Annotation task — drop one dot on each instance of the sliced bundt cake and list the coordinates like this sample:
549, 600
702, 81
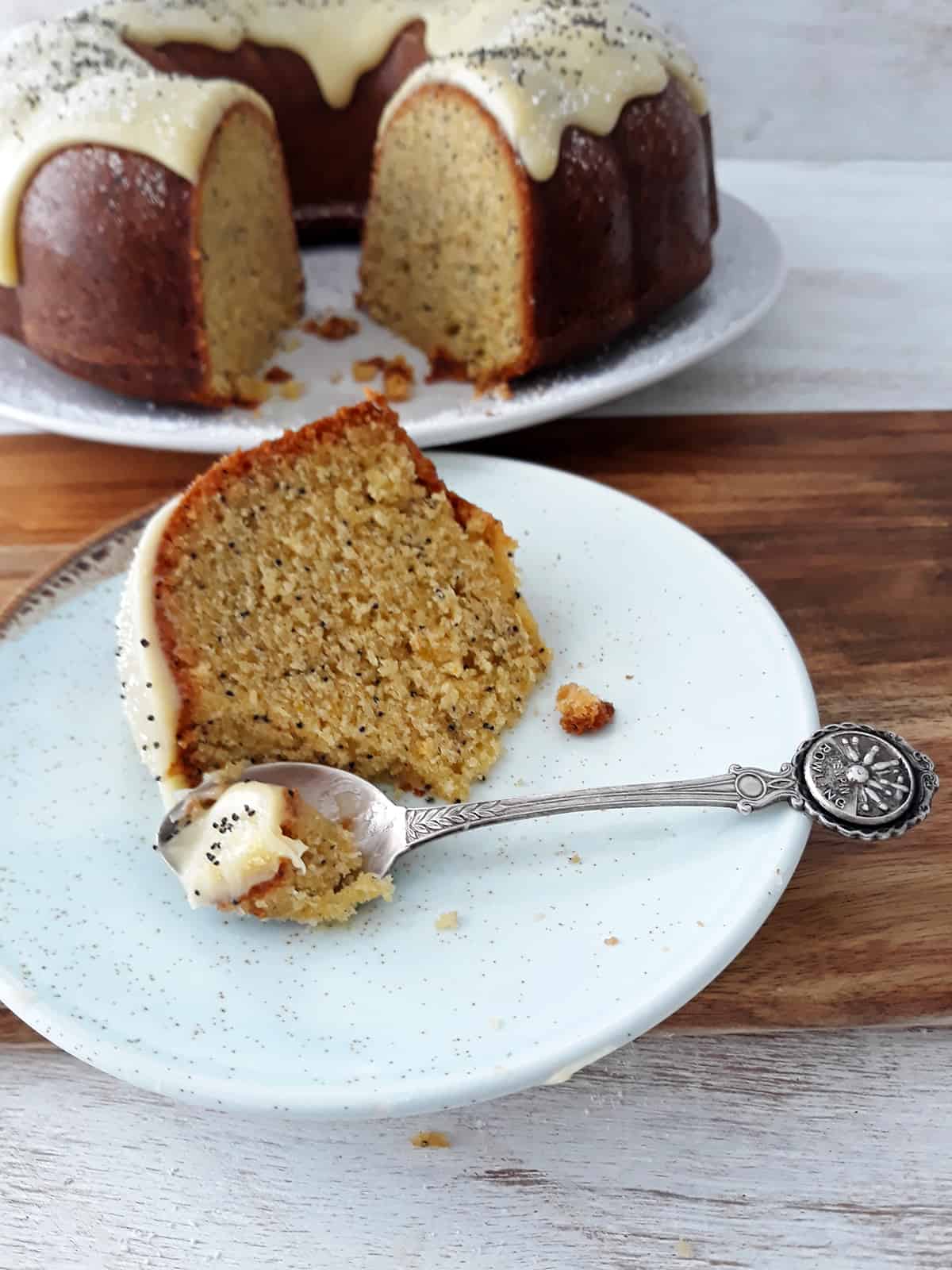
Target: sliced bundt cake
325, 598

> _TASK DESCRIPTION_
Rewrite these items as a JSON list of strings, one string per line, skipping blank lines and leaving out the pictures.

> _RIGHT ANSWER_
[
  "Annotation task — drop one dot on each instance of the sliced bundt cake and list the coordinates like this sample:",
  "549, 600",
  "702, 81",
  "Target: sliced bundt cake",
  "325, 598"
]